■ Task details: Repeat word for word the part of the hospital account between "Next morning came" and "hard is that?", inclusive.

■ Quoted passage:
I started coming back to normal. Other than shaking from exhaustion, having sensors on my chest and an oxygen mask on my face, I was Ok. I started wondering what time it was because I thought it was late at night. That's how much of a good sleep I had before the Septic Shock. Actually, I thought it was 4am until my fiancee told me it was 4:20pm. I couldn't believe it. I was asleep for about 15 minutes before the shock happened.
Anyway, a whole lot of nurses asked if I was ok because I made friends with a lot of them. I couldn't talk so I just smiled and winked at them. My fiancee came and sat down in the chair beside me and I saw her wiping away some tears. I just smiled at her, basically because that's all I could do. I couldn't really move.
Pretty soon, my mother rushed in with a worried look on her face (Obviously).She asked me if I was ok and my fiancee told her I couldn't talk. She wanted to know why but the little woman cleared everything up. A few family friends were there too and they started to cry but I felt fine except for looking like SensorMan. A little shaky and cold but I was feeling good.I don't like when people cry over me when I am feeling good, but I suppose I would cry if I had a son or daughter in that situation.
After a little while, they took me to intensive care for the night so they could monitor me. I was feeling really tired and spaced out for some reason. The most embarrasing thing about intensive care is that they give you the peewee bottle because you can't go to the bathroom with all this high tech stuff attached to you. I was dreading having to do a sit down thing, but, fortunately, I didn't have to. But I did have to do the piddle a few times during the night.
Next morning came and I had a male nurse come up to me and ask me if I wanted him to bathe me. I think he may have been gay because he persisted for about 5 minutes. I got out of it because the nurses told me it was time to go back to the ward. I mean, I can wash myself, even if I had Leukaemia. Just sit on the shower floor and wash. How hard is that?
Anyway, back at the ward, all the nurses were happy to see me, (who wouldn't be) and they were asking me all these questions about what it was like, etc....
I told them it something I wouldn't want to go through again.

■ Data to examine:
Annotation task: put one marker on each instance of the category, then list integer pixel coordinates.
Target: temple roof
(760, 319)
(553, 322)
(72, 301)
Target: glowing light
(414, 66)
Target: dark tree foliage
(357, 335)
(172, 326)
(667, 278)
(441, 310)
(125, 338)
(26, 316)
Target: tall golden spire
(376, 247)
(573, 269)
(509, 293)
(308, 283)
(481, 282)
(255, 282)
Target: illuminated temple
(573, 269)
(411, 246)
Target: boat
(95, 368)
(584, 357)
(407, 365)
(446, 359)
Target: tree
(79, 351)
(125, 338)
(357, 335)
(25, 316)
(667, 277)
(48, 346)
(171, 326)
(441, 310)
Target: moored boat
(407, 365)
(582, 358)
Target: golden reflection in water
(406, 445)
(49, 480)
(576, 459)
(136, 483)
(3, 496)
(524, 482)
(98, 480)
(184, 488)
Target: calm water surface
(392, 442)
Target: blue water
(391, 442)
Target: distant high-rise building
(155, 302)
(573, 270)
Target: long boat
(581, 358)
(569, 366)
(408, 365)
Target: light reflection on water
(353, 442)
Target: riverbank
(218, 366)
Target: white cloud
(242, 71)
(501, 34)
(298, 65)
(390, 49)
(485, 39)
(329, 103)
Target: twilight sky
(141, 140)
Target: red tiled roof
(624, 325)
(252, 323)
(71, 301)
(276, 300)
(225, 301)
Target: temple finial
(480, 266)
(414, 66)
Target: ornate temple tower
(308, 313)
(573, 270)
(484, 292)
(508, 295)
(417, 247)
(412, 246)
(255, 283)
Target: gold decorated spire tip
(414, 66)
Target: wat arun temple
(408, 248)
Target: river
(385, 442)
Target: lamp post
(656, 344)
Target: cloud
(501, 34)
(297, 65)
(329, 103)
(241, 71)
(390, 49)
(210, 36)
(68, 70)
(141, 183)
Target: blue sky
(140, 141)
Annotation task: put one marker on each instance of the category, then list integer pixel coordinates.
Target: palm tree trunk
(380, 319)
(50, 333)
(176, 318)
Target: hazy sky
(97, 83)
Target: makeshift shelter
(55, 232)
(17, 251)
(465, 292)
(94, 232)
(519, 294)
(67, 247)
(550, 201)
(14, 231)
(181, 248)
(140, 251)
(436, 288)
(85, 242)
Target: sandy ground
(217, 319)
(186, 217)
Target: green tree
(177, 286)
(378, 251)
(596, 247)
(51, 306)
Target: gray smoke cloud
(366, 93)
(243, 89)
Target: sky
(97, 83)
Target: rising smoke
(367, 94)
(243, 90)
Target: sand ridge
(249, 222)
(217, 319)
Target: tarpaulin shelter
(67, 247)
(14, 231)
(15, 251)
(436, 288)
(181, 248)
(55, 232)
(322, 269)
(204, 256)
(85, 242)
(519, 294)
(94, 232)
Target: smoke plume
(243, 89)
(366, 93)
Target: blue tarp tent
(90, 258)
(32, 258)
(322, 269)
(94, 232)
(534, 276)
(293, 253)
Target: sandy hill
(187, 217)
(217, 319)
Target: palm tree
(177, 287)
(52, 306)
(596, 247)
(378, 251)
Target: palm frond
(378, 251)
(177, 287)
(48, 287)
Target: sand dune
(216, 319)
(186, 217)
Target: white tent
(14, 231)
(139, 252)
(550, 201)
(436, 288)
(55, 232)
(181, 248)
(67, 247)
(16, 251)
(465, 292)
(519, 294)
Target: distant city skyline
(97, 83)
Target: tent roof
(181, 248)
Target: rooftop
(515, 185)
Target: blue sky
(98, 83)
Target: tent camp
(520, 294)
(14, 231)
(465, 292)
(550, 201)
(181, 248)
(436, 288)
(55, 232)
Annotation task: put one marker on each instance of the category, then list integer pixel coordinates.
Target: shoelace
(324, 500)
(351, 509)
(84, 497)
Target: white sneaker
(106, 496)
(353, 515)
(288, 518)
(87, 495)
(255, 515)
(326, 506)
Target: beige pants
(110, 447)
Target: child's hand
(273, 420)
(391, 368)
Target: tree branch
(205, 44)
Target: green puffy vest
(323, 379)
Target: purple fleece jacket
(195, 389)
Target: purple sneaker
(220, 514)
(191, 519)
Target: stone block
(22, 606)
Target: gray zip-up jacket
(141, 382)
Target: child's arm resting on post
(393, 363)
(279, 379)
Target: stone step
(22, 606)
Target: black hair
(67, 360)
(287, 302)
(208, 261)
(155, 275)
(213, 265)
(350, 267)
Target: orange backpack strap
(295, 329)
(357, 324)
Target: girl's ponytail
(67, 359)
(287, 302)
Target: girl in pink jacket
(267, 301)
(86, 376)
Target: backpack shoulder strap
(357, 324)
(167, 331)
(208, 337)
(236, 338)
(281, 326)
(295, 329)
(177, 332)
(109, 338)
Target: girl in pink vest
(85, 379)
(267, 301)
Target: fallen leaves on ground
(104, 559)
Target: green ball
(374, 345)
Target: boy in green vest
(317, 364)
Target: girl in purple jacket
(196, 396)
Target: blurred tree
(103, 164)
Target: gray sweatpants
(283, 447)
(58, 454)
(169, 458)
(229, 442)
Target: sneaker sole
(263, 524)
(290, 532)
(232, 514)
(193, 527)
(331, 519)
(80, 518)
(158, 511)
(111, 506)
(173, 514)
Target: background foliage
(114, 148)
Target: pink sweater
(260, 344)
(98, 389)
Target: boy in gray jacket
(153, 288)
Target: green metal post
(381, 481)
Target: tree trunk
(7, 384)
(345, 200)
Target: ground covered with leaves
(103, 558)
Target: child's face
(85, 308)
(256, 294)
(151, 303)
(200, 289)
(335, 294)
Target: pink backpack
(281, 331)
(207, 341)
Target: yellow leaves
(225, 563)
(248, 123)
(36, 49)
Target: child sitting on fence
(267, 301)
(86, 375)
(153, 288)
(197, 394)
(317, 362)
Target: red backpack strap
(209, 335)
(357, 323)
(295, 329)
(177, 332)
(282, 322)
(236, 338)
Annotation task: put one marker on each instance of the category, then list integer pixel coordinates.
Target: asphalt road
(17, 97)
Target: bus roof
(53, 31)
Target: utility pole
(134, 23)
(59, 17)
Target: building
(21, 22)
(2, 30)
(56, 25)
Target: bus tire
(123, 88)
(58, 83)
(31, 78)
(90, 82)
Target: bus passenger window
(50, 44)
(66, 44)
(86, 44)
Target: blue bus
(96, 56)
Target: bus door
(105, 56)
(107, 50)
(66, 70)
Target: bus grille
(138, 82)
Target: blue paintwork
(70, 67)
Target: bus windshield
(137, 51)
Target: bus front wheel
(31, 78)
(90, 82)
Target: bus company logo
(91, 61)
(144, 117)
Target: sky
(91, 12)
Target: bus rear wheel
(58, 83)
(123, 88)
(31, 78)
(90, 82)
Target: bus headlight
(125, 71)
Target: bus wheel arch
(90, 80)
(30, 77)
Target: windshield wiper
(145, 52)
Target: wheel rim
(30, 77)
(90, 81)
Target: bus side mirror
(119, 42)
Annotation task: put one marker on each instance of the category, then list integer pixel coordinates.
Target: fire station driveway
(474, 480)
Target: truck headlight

■ Solution to this task:
Next morning came and I had a male nurse come up to me and ask me if I wanted him to bathe me. I think he may have been gay because he persisted for about 5 minutes. I got out of it because the nurses told me it was time to go back to the ward. I mean, I can wash myself, even if I had Leukaemia. Just sit on the shower floor and wash. How hard is that?